* [Exercise]
Select and copy every line of the items below that contains the word "birch".

* * *

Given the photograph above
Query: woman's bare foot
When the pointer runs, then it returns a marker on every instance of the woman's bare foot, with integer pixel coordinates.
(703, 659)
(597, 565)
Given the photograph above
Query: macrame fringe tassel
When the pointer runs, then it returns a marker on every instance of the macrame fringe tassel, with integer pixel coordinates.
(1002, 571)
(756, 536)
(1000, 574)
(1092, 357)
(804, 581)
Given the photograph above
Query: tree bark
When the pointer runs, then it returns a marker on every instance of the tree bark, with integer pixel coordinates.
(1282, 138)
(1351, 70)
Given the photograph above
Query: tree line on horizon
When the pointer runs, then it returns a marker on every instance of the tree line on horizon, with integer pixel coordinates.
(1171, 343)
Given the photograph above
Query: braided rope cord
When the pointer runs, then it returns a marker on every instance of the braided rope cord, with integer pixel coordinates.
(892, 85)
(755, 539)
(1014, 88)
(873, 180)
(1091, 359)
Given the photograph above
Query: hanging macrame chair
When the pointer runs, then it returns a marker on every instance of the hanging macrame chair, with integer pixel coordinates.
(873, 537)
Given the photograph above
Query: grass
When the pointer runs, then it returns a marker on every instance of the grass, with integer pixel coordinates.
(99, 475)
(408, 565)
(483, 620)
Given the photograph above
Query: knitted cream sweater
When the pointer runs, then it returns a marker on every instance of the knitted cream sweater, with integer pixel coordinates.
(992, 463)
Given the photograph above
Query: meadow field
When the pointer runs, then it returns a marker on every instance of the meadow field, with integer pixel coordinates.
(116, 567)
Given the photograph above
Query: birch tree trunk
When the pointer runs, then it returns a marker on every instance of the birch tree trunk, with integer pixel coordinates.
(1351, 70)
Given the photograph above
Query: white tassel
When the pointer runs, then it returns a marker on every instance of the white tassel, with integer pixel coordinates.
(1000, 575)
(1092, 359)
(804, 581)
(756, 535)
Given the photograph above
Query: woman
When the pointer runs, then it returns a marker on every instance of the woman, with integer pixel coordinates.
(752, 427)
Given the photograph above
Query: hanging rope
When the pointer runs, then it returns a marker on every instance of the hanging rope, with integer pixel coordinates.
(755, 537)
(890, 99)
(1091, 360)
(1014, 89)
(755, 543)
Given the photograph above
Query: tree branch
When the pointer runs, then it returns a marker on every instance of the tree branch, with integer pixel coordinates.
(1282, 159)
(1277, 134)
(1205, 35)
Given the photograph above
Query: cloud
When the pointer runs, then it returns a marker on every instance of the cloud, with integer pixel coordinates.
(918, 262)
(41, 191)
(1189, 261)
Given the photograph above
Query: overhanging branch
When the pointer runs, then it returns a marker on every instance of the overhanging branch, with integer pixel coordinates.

* * *

* [Answer below]
Query: birch tree trunk
When the pointer runs, then it returns a marker on every instance of the birch tree trunk, with integer pixel coordinates.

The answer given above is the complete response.